• Page extract:
────

When you eat meat you’re never short of dinner options. One of those juicy aged steaks from Aldi, say; or a beef stew you made at the weekend; or roast chicken; or, if you really want to push out the health boat, fish. Occasionally, if the wife’s involved in the decision-making, you might have the odd dinner or lunch or breakfast where you forgo meat, and get your protein from cheese instead. But when you’re a vegan every one of these delicious possibilities is verboten.

What do you eat instead? Dal, mainly. Your best survival strategy is to eat like they do on the Indian subcontinent — only without the ghee, which is a bugger, because that’s what lends the buttery richness to your dal. Thai green curries without the meat are also a pretty handy option, though I’m not quite sure how vegans make it taste authentic without the fish sauce. I tell you what my solution was: get your wife to make it and not ask if she’s used fish sauce, even though it’s obvious from the taste that she has.

────

Saved entries:
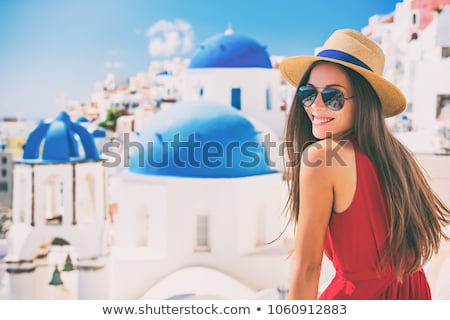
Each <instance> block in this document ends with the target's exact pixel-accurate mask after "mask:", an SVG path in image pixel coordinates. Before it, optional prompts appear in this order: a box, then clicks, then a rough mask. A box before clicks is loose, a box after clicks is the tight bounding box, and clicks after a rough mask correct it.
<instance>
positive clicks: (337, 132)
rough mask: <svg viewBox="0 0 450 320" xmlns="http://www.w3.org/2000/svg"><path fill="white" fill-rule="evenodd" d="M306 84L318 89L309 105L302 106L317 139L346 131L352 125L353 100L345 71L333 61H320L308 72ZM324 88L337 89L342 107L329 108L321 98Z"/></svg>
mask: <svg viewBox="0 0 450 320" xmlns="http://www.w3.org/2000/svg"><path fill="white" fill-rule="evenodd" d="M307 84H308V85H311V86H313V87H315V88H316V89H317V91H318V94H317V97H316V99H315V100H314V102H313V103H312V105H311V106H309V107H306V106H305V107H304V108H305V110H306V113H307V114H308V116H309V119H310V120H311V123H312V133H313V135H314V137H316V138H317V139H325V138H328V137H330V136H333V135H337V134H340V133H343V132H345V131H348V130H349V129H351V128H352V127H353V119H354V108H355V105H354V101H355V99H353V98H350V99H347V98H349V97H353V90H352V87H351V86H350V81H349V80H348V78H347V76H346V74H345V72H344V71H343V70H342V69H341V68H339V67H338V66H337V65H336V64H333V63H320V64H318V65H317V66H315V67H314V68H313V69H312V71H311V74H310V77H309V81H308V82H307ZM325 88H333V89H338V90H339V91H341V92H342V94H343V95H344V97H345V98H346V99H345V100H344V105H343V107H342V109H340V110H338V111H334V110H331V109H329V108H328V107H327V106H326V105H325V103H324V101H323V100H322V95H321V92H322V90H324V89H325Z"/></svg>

────

• What to work on:
a – Write out the part of the passage on eating as a vegan that opens with the words containing "What do you" and closes with "that she has.".
b – According to the passage on eating as a vegan, what does ghee give to dal?
c – Continue the passage on eating as a vegan from the point where it stops.

• Answers for the exercise:
a –
What do you eat instead? Dal, mainly. Your best survival strategy is to eat like they do on the Indian subcontinent — only without the ghee, which is a bugger, because that’s what lends the buttery richness to your dal. Thai green curries without the meat are also a pretty handy option, though I’m not quite sure how vegans make it taste authentic without the fish sauce. I tell you what my solution was: get your wife to make it and not ask if she’s used fish sauce, even though it’s obvious from the taste that she has.

b – Buttery richness.

c –
But you can’t eat those every night so you end up buying a book like Bosh! or Deliciously Ella. Instead of using the ugly word vegan — which sounds like a cross between a lady’s rude bits and some kind of monster from Doctor Who — they have persuasively rebranded their meat-and-dairy-free recipes as ‘plant-based’ cookery. And clearly the kids have bought this line, because both have become enormous bestsellers.

Have I bought their line? Not quite. I made the Bosh! chilli, which has two types of bean, and minced mushroom doing the work of the meat. It was delicious and every bit as satisfying as the carnivorous version. But I’m not sure I can be bothered to try their lasagne, because really why would you, except as a tortuous experiment the purpose of which is to be able to say, surprisedly: ‘This isn’t half bad and you’d scarcely notice it wasn’t the real thing’?

Except the point, to me, is that you would notice. Vegan cheese — fact — is not as nice as real cheese. Think parmesan, pecorino, stinking bishop, snøfrisk, emmental, halloumi, roquefort and all the other amazing products of perhaps millennia of rustic dairy experimentation. How are you going to begin to replicate any of these with stuff synthesised from soy protein, tapioca flour or coconut oil?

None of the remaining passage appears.